Text segment:
--- --- ---

Related ToolsChatgptClaude

Google's Gemma 4 Open Models Pack Multimodal Smarts Into Laptop-Sized Packages

Google DeepMind
Image: Google

Google just shipped Gemma 4, and the standout model is the 26B A4B variant: 26 billion total parameters, but only 4 billion active at any given time. That mixture-of-experts design (where different "expert" sub-networks handle different types of inputs, and only the relevant ones fire for each query) means it runs at roughly the same speed as models a fraction of its size while punching well above its weight on quality.

Early local testing shows the 26B A4B running at about 60 tokens per second on an Apple Mac Studio with an M1 Ultra chip, comparable to Qwen 3.5's 35B model at similar context lengths. But users report noticeably better behavior: more concise reasoning chains, less repetitive looping, and stronger visual understanding. One tester described Qwen's chain-of-thought as "inner gaslighting" compared to Gemma's more coherent step-by-step output.

--- --- ---

Given material:
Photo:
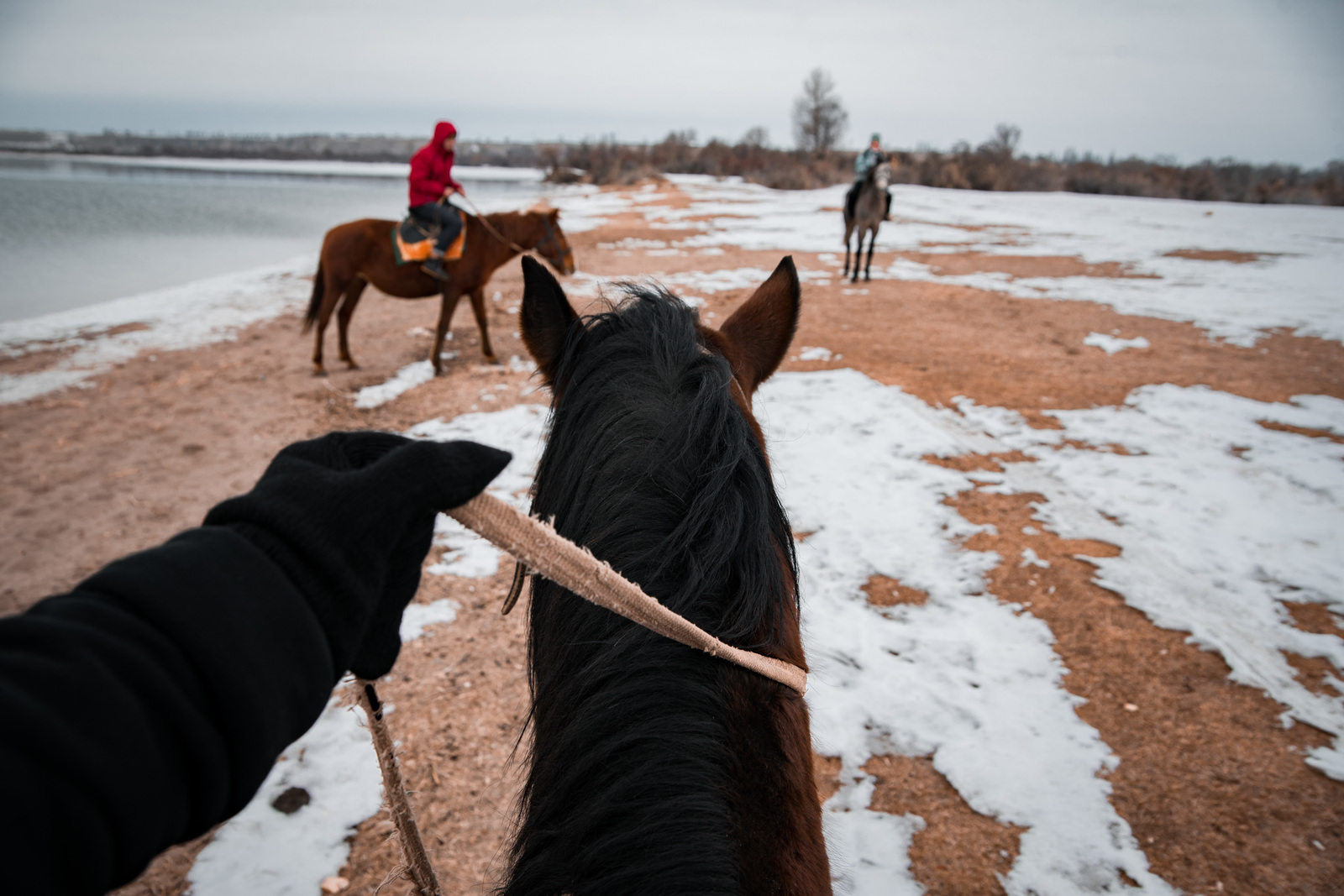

--- --- ---

What this exercise asks:
[1] According to the Gemma 4 article, how many of the 26B A4B model's parameters are active at any given time?
[2] Carry the Gemma 4 article forward, picking up right after its final sentence.
The material comes from a different source than the Gemma 4 article.

Answers to the tasks:
[1] 4 billion.

[2]
The Full Lineup

Four models ship under the Gemma 4 banner:

  • E2B and E4B (2B and 4B effective parameters) - Built for phones, edge devices, and browsers. Use a technique called Per-Layer Embeddings where each decoder layer gets its own small embedding for every token, squeezing more capability out of tiny footprints.
  • 31B - A dense model (all parameters active all the time) for server deployments or beefy local machines. Needs about 58 GB of memory at full precision.
  • 26B A4B - The mixture-of-experts model. Needs about 48 GB at full precision, but quantized versions (compressed to use less memory at slight quality cost) fit in about 15.6 GB.

All four handle text, images at variable resolutions, video, and audio. Context windows range from 128K tokens for the small models to 256K for the larger ones (roughly 300 to 600 pages of text). All support function calling, where the model can invoke external tools and APIs as part of its response.

Who Should Care

The 26B A4B is the interesting one for most people running models locally. At 15.6 GB quantized, it fits on a high-end laptop or a Mac with 32 GB of unified memory. The multimodal support means a single local model can handle text conversations, image analysis, and even basic video understanding without sending data to an external API.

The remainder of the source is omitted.